EXERCISE OBJECTIVE> Copy out every item below word for word, without changing anything.

SUPPLIED DATA>

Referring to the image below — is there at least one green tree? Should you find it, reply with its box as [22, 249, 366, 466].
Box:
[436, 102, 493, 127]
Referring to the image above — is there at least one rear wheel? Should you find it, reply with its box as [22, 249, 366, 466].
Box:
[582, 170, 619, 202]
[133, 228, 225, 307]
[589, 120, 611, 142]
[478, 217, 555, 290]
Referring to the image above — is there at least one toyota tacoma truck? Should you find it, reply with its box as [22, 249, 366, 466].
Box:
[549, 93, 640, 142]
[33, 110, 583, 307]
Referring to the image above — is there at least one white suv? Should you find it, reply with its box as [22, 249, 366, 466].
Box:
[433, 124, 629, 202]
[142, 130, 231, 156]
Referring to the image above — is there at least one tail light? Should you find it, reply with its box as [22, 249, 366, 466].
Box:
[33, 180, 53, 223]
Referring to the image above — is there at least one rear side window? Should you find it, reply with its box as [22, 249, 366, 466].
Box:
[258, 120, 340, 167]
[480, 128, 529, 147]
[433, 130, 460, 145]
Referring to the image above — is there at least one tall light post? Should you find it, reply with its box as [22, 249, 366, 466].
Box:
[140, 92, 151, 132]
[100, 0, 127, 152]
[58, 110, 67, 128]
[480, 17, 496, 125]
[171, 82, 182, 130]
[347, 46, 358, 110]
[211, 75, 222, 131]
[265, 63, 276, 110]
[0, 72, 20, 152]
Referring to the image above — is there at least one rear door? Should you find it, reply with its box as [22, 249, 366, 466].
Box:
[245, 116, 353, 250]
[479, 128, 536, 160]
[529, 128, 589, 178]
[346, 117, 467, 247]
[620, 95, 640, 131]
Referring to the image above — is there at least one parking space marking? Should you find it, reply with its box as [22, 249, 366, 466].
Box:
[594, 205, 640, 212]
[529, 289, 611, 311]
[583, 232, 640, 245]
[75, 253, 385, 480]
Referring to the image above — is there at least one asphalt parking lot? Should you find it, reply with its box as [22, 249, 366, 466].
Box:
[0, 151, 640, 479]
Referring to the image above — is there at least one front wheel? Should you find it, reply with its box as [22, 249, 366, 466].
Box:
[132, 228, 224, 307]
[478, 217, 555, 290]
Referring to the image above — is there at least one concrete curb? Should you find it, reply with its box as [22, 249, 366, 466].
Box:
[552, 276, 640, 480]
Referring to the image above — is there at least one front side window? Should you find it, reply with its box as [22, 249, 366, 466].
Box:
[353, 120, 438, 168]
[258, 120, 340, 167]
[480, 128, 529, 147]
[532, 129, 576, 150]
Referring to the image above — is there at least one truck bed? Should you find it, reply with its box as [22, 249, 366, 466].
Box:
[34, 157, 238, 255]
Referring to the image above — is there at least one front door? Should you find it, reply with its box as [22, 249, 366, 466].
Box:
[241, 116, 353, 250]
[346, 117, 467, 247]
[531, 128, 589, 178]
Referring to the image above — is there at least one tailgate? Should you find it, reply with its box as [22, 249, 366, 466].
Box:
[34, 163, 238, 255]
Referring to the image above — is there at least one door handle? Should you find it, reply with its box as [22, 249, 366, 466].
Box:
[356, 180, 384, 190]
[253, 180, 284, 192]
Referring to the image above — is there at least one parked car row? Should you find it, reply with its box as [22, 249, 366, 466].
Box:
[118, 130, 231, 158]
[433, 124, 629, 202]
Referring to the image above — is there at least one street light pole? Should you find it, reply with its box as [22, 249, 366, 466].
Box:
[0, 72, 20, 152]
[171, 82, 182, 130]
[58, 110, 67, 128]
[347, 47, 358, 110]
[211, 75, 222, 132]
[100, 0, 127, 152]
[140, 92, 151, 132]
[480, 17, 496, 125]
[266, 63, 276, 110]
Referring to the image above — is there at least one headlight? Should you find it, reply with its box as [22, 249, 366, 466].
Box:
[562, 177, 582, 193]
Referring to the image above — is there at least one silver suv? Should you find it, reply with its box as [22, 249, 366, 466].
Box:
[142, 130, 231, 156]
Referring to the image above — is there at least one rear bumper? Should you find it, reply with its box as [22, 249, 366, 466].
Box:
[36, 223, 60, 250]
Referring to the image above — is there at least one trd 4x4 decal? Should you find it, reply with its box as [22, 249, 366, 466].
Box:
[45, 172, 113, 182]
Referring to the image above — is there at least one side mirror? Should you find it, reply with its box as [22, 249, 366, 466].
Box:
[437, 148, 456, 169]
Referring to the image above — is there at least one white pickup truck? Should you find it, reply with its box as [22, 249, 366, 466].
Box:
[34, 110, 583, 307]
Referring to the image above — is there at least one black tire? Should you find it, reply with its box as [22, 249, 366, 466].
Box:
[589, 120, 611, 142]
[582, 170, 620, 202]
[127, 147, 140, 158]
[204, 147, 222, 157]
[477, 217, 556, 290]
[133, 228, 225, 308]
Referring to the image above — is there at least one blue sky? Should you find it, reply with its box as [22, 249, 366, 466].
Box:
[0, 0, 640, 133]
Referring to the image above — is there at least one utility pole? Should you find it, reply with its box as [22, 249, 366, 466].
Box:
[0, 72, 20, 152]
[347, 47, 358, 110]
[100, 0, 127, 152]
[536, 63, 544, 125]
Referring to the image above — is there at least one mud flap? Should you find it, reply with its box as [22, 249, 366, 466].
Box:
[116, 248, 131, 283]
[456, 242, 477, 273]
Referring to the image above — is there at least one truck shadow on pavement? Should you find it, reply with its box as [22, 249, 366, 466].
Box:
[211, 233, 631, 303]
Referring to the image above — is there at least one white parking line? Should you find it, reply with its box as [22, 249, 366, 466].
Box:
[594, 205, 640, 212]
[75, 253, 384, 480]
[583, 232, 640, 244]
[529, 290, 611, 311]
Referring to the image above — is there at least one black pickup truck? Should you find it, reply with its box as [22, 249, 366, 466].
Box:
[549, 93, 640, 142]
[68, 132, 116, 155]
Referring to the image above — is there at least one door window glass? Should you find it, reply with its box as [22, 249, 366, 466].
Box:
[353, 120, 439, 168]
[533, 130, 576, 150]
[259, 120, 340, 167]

FULL SOLUTION>
Referring to the image below — is there at least one green tree? Should you find it, reply with its box as [22, 249, 366, 466].
Box:
[436, 102, 493, 127]
Referring to the image above — is there at least one rear wheel? Should you find it, reply with its box as [22, 249, 366, 466].
Box:
[582, 170, 619, 202]
[133, 228, 225, 307]
[589, 120, 611, 142]
[478, 217, 555, 290]
Referring to the image above — is there at least one toyota tacoma truck? Should you find it, reply with its box as [22, 249, 366, 466].
Box:
[549, 93, 640, 142]
[33, 110, 583, 307]
Referring to the image above — is there at least one white suv? Should you find it, reply with its box as [22, 249, 366, 466].
Box:
[433, 124, 629, 202]
[142, 130, 231, 156]
Referring to the image above — is there at least one tail light? Should you find it, reply with its box as [22, 249, 366, 466].
Box:
[33, 180, 53, 223]
Referring to the image above — is there at least one rear side window? Should you find it, reply with its box as [22, 249, 366, 466].
Box:
[258, 120, 340, 167]
[480, 128, 529, 147]
[433, 130, 460, 145]
Referring to the image above — is there at least one tall light post? Should you find it, reply with its box as [22, 249, 366, 466].
Box:
[140, 92, 151, 132]
[100, 0, 127, 152]
[58, 110, 67, 128]
[480, 17, 496, 125]
[171, 82, 182, 130]
[347, 46, 358, 110]
[211, 75, 222, 131]
[265, 63, 276, 110]
[0, 72, 20, 152]
Referring to the image above — is there at least one rear door? Should you find it, reply with its box as [22, 249, 366, 466].
Box:
[245, 116, 353, 250]
[479, 128, 536, 160]
[529, 128, 589, 178]
[346, 117, 467, 247]
[620, 95, 640, 131]
Referring to the image above — is there at least one parking space marking? Should you find it, reply with its box as [22, 249, 366, 466].
Box:
[594, 205, 640, 212]
[529, 289, 611, 311]
[583, 232, 640, 245]
[75, 253, 385, 480]
Referring to the image above — is there at least one asphalt parking lot? Should you find it, reply with its box as [22, 249, 366, 466].
Box:
[0, 151, 640, 479]
Referring to the image above — is there at least one front wheel? Should you find it, reply with its box as [22, 249, 366, 466].
Box:
[132, 228, 224, 307]
[478, 217, 555, 290]
Referring to the image above — is there at least one concrete curb? Should you find it, reply with its box as [22, 249, 366, 466].
Box:
[552, 276, 640, 480]
Referring to the image above — is there at least one front side window? Should you find it, reply with its box as [22, 249, 366, 466].
Box:
[353, 120, 438, 168]
[258, 120, 340, 167]
[480, 128, 529, 147]
[532, 129, 576, 150]
Referring to the image above — is there at least one truck bed? Should you find it, reply with its box as [22, 249, 366, 466].
Box:
[34, 157, 238, 255]
Referring to the image above — is there at least one front door? Should you find it, reply with its box as [22, 249, 366, 466].
Box:
[241, 116, 353, 250]
[346, 117, 467, 247]
[531, 128, 589, 178]
Referring to the image above — is there at least one tailgate? Should you find it, reply with its box as [22, 249, 366, 466].
Box:
[34, 163, 238, 255]
Referring to the image above — is there at least one door handle? Should you find it, reply with its box as [22, 249, 366, 466].
Box:
[356, 180, 384, 190]
[253, 180, 284, 192]
Referring to the image above — is there at least one parked car row? Should you find it, reply with its box as [22, 249, 366, 466].
Box:
[118, 130, 231, 158]
[433, 124, 629, 202]
Referring to the image above — is there at least one street light pole? Should you find it, reply with its box as [22, 249, 366, 466].
Box:
[0, 72, 20, 152]
[171, 82, 182, 130]
[58, 110, 67, 128]
[347, 47, 358, 110]
[211, 75, 222, 132]
[100, 0, 127, 152]
[140, 92, 151, 132]
[480, 17, 496, 125]
[266, 63, 276, 110]
Referring to the image above — is there at least one headlight? Should you find it, reply with its box as [22, 249, 366, 466].
Box:
[562, 177, 582, 193]
Referring to the image above — is there at least one silver suv? Should you find it, reply with its box as [22, 249, 366, 466].
Box:
[142, 130, 231, 156]
Referring to the image above — is there at least one rear bumper? Should you find it, reply with its box as [22, 249, 366, 466].
Box:
[36, 223, 60, 250]
Referring to the image above — is there at least one trd 4x4 decal? Should you find it, reply with its box as [22, 249, 366, 466].
Box:
[45, 172, 113, 182]
Referring to the image above — is there at least one side mirror? Should you find it, reply with its box as [22, 249, 366, 466].
Box:
[437, 148, 456, 169]
Referring to the image above — is there at least one white pickup truck? Should you find it, reply with its box as [22, 249, 366, 466].
Box:
[34, 110, 583, 307]
Referring to the image above — is there at least one black tire? Should you find it, reply with its box as [22, 249, 366, 466].
Box:
[589, 120, 611, 142]
[582, 170, 620, 202]
[127, 147, 140, 158]
[204, 147, 222, 157]
[477, 217, 556, 290]
[133, 228, 225, 308]
Referring to the image above — is there at least one blue sky? Should you find it, reply with its box as [22, 249, 366, 466].
Box:
[0, 0, 640, 133]
Referring to the image above — is there at least one utility pole? Should you find it, reply with its box as [22, 249, 366, 466].
Box:
[0, 72, 20, 152]
[347, 47, 358, 110]
[100, 0, 127, 152]
[536, 63, 544, 125]
Referring to the image above — is there at least one mud flap? Should you find it, reply with its box as [22, 249, 366, 466].
Box:
[116, 248, 131, 283]
[456, 242, 477, 273]
Referring to the image above — is there at least one truck shadow on pavement? Should you find it, reply with its box as [22, 249, 366, 466].
Box:
[211, 233, 631, 303]
Referring to the image above — is there at least one white parking line? Should you find it, reply with its box as [22, 249, 366, 466].
Box:
[594, 205, 640, 212]
[75, 253, 384, 480]
[583, 232, 640, 244]
[529, 290, 611, 311]
Referring to the image above — is there at least one black pickup truck? Should you find it, reply with its box as [22, 249, 366, 466].
Box:
[549, 93, 640, 142]
[68, 132, 116, 155]
Referring to the image above — is there at least one door window glass? Should you find it, reply with its box as [22, 249, 366, 466].
Box:
[353, 120, 439, 168]
[533, 130, 576, 150]
[259, 120, 340, 167]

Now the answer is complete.